▶ **Exercise details**: Below are the records; restate word for word the lines from the first through the one containing "Examine this image and detect the metal", and only those.

------------------------------------------------

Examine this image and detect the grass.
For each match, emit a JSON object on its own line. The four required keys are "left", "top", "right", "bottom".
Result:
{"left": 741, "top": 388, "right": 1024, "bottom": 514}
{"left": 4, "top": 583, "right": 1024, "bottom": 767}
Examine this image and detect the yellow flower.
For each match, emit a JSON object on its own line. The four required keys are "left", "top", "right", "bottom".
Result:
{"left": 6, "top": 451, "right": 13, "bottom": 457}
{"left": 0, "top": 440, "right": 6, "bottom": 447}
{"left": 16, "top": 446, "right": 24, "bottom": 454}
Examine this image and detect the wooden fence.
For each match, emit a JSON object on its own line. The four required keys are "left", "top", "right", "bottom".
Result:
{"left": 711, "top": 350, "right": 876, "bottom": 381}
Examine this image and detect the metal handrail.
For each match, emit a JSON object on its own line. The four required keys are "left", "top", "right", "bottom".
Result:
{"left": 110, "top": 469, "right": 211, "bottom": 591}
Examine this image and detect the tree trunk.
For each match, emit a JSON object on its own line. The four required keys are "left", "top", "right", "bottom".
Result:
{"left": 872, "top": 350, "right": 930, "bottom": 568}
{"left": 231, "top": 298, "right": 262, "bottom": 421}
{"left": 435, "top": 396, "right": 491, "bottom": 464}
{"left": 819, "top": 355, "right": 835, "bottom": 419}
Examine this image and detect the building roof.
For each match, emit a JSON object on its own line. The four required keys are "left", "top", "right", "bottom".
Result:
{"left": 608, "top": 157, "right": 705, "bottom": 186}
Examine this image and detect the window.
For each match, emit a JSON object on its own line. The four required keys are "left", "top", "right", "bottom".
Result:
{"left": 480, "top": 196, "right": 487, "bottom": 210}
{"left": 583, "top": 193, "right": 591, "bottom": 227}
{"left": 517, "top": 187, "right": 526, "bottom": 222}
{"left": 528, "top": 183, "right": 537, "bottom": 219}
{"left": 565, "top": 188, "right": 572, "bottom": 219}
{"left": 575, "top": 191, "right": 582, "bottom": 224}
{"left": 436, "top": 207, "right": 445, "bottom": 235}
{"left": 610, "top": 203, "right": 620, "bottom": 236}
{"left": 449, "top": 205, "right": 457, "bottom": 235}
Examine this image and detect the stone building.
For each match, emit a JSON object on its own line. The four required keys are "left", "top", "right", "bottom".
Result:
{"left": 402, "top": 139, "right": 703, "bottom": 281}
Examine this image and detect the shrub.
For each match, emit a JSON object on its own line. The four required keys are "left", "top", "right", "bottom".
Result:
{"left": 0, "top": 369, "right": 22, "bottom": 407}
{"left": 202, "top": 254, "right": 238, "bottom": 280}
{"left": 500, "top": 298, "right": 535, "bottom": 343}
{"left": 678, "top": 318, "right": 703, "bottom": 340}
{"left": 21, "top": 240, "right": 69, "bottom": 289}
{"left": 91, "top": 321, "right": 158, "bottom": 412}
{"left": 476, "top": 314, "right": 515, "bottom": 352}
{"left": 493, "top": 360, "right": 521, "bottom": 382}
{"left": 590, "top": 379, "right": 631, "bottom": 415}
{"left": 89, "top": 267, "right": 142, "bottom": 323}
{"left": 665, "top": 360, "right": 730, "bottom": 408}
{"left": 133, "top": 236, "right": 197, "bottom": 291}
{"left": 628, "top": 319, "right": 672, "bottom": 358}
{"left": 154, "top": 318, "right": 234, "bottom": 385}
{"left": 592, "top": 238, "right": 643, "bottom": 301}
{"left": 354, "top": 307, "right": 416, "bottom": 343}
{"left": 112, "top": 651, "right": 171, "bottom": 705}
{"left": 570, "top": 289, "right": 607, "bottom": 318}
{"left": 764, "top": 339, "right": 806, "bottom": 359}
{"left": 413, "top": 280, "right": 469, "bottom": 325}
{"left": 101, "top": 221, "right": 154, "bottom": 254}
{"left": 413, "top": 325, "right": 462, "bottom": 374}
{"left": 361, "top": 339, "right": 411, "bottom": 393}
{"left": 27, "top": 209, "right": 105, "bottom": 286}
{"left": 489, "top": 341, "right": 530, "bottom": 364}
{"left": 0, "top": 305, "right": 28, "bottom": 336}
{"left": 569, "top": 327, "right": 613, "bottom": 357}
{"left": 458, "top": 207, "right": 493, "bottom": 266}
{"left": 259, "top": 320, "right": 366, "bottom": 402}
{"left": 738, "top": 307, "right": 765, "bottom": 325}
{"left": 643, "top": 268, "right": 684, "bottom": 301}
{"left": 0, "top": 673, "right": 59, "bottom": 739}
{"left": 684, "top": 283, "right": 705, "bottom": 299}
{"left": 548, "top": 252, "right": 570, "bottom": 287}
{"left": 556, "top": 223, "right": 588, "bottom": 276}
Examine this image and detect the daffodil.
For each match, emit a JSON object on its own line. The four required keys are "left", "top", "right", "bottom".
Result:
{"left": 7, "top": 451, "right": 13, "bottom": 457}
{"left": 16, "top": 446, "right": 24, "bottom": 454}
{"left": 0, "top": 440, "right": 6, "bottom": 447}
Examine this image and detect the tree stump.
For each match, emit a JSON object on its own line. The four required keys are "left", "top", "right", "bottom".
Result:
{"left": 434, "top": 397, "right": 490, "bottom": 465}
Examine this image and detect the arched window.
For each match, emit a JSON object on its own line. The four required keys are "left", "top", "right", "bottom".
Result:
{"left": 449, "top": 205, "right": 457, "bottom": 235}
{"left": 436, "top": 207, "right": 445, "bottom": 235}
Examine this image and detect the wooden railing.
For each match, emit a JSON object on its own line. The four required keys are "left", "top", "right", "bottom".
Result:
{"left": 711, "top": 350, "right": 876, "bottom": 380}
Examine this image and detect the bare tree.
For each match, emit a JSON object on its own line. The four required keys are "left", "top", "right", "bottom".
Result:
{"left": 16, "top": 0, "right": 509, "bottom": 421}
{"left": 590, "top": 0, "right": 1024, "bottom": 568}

------------------------------------------------

▶ **Finished task**:
Examine this image and detect the grass.
For each match, emit a JSON object on its own line. The four required keys are "left", "top", "right", "bottom".
Result:
{"left": 741, "top": 388, "right": 1024, "bottom": 514}
{"left": 4, "top": 583, "right": 1024, "bottom": 767}
Examine this image and detect the yellow flower.
For each match, emit a JSON object on its own line. The four required keys are "left", "top", "right", "bottom".
Result:
{"left": 6, "top": 451, "right": 13, "bottom": 457}
{"left": 0, "top": 440, "right": 6, "bottom": 447}
{"left": 16, "top": 446, "right": 24, "bottom": 454}
Examine this image and detect the wooden fence.
For each match, emit a JSON object on its own line. The four required keys are "left", "top", "right", "bottom".
Result:
{"left": 711, "top": 350, "right": 876, "bottom": 381}
Examine this image and detect the metal handrail.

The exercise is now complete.